> _SUPPLIED MATERIAL_
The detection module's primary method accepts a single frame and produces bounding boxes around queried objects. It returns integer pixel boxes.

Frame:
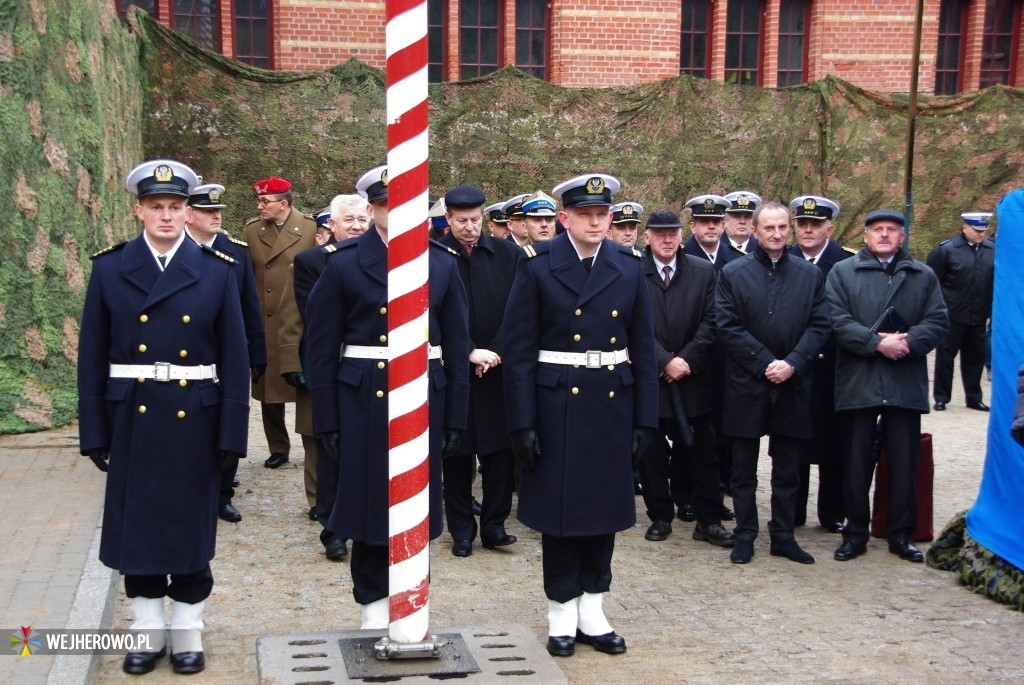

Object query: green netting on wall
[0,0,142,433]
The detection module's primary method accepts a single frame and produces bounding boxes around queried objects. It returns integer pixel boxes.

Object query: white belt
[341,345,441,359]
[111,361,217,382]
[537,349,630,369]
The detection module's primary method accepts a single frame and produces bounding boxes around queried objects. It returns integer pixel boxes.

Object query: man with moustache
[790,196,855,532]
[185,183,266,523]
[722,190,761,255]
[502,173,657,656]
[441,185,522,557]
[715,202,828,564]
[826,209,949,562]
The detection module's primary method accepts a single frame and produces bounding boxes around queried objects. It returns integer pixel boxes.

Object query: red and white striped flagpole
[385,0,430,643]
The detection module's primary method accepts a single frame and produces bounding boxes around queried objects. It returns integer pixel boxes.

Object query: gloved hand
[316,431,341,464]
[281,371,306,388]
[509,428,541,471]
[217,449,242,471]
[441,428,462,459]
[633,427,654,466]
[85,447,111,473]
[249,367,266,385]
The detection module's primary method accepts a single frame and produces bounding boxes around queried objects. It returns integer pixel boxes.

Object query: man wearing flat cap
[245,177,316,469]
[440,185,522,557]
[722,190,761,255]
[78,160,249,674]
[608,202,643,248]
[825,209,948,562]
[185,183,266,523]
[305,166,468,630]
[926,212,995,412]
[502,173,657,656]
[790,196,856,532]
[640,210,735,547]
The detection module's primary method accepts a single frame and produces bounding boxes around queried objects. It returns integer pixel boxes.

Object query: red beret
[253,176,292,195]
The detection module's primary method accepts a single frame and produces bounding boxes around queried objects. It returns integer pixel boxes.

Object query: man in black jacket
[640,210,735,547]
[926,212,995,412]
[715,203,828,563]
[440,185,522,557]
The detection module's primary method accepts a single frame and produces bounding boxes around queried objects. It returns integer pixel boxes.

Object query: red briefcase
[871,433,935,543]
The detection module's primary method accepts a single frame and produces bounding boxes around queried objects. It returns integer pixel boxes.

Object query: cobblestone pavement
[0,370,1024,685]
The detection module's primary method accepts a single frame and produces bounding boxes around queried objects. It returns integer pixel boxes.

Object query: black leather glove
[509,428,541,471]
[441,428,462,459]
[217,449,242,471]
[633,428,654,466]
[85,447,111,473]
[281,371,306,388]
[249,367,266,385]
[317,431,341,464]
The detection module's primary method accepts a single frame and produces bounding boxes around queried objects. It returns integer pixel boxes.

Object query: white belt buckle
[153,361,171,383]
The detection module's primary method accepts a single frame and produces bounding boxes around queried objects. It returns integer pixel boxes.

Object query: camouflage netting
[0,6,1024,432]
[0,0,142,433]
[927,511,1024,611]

> _TASK STATEMENT_
Leaving out the pictures, repeat the data above exactly.

> _RESULT OF THE EXERCISE_
The detection module's primary method accepts a single frame and produces bounding boxes around queried objects. It returns integer pixel boxes.

Frame:

Object query: green netting on wall
[0,0,142,433]
The detection module's primary method accepts a single frame and produces bounding boxes around queried objects. It returns integer pixel boxes.

Object query: white belt
[341,345,441,359]
[111,361,217,382]
[537,349,630,369]
The detection module's primary method accepts a single frame and produces bounding boxes around queried objects. It returns integer pixel boxes.

Object query: man with moustache
[790,196,855,532]
[185,183,266,523]
[722,190,761,255]
[502,173,657,656]
[441,185,522,557]
[715,202,828,564]
[826,209,949,562]
The detection module's primary method accepts a single frame and produces bounding boxes around queried objects. It returns integer pixel boxes.

Object query: red and white striped flagpole
[385,0,430,643]
The detection module's primary method accepts a single frame and produces bounding boxes around queried objects. It returns integer pixel boxes.

Object query: gloved hand
[316,431,341,464]
[281,371,306,388]
[509,428,541,471]
[217,449,242,471]
[441,428,462,459]
[633,427,654,466]
[85,447,111,473]
[249,367,266,385]
The detection module's primary method accepts a single frame and produces bounding boxes around queried objects. It returns integer pixel boxes.

Object query: man wearing flat cap
[245,177,316,469]
[440,185,522,557]
[722,190,761,255]
[78,160,249,674]
[608,202,643,248]
[825,209,948,562]
[185,183,266,523]
[305,166,468,630]
[926,212,995,412]
[502,173,657,656]
[790,196,856,532]
[640,210,735,547]
The detection module's primary method accepts a single frame and produces bounding boxes around queried objects. It returns integer pixel boxes.

Object query: red beret
[253,176,292,195]
The detection module's primary method accepts a single frame and produces bounding boxes around queried objects. It returns integer pixel boxes.

Object query: man in black jacket
[640,210,735,547]
[926,212,995,412]
[715,203,828,563]
[440,185,522,557]
The detection module's primary method accepts a single frame and produces bounding boxes around queried objects. It returns integer pixel boxes.

Object query: red briefcase
[871,433,935,543]
The detection module's primary method accepts a single frame and produces bounding boxes around queried objects. It returns integer pixel boxes.

Object query: cobblestone pavement
[0,370,1024,685]
The detection module's primary method accepts a single frame and produces bounding boxes around queried objects. It returns integer pixel boxes.

Object query: black leather glove
[509,428,541,471]
[441,428,462,459]
[217,449,242,471]
[633,428,654,466]
[85,447,111,473]
[281,371,306,388]
[249,367,266,385]
[317,431,341,464]
The detection module's primary method accepts a single frame and produces bounding boxes around queried objects. It returns integer pixel boxes.

Object query: white belt buckle
[153,361,171,383]
The detection module's primary method accepts a single frame and produces bounding boxes around queried objects. It returns integer pixel boxes.

Object query: camouflage netting
[0,6,1024,432]
[0,0,142,433]
[927,511,1024,611]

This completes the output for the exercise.